**Excerpt to read**.
* * * * * * *
In this study, it is used the data that contains several indicators at monthly and quarterly frequencies between January 1991 and December 2019. The data consists entirely of the first estimation of the indicators. It is ignored the sub- sequent revisions on the indicators. Therefore, it allows for real-time analysis. The indicators can be summarized in three groups such as real, survey, and emotion obtained in Section 3. Detail information about the indicators is given in Appendix 1.

The group of real indicators contains five variables. The first one is the quarterly GDP (flash estimates in constant prices) which is the target variable of the nowcasting model. Flash estimates of quarterly GDP are usually published with a delay of 45 days compared to the reference period. The second variable is the historical estimates of quarterly GDP which is finalized approximately two years later. In addition to these two variables, industrial production, factory orders and retail sales are also included in real indicators. These three variables are published with a minimum delay of 30 days compared to reference periods. There are six variables in the survey indicators group. The Purchasing Managers IndexTM (PMITM) related to the manufacturing and service sectors published separately and at the monthly frequency by IHS-MARKIT company. The Business Climate Index, the Business Expectations Index and the Export Expectations Index, which are published at monthly frequency by IFO-CES Institution, are released 7 days before the end of the reference period. The last variable of the survey group is the Economic Sentiment Index published monthly by ZEW Institution, which is published 14 days before the end of the reference period.
* * * * * * *
**Supplied information**.
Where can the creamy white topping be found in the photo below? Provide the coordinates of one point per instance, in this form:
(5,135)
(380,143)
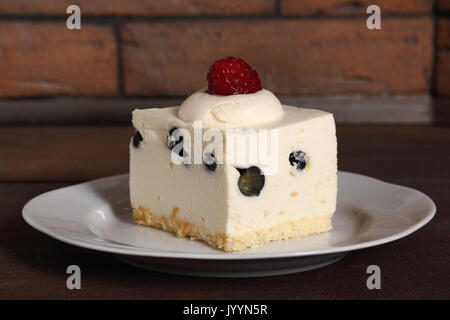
* * * * * * *
**Tasks to perform**.
1. Answer these questions using the passage on nowcasting indicators:
(a) What period does the data described there cover?
(b) With how much delay, relative to the reference period, are flash estimates of quarterly GDP usually published?
(c) How many days before the end of the reference period is the ZEW Economic Sentiment Index published?
2. Please echo the passage on nowcasting indicators word for word, starting with "In this study, it" and going on through "in Appendix 1.".
3. Render this sentence from the passage on nowcasting indicators in Spanish: "These three variables are published with a minimum delay of 30 days compared to reference periods."

**Results for each task**.
1.
(a) January 1991 through December 2019.
(b) About 45 days.
(c) 14 days.

2.
In this study, it is used the data that contains several indicators at monthly and quarterly frequencies between January 1991 and December 2019. The data consists entirely of the first estimation of the indicators. It is ignored the sub- sequent revisions on the indicators. Therefore, it allows for real-time analysis. The indicators can be summarized in three groups such as real, survey, and emotion obtained in Section 3. Detail information about the indicators is given in Appendix 1.

3. Estas tres variables se publican con un retraso mínimo de 30 días respecto a los períodos de referencia.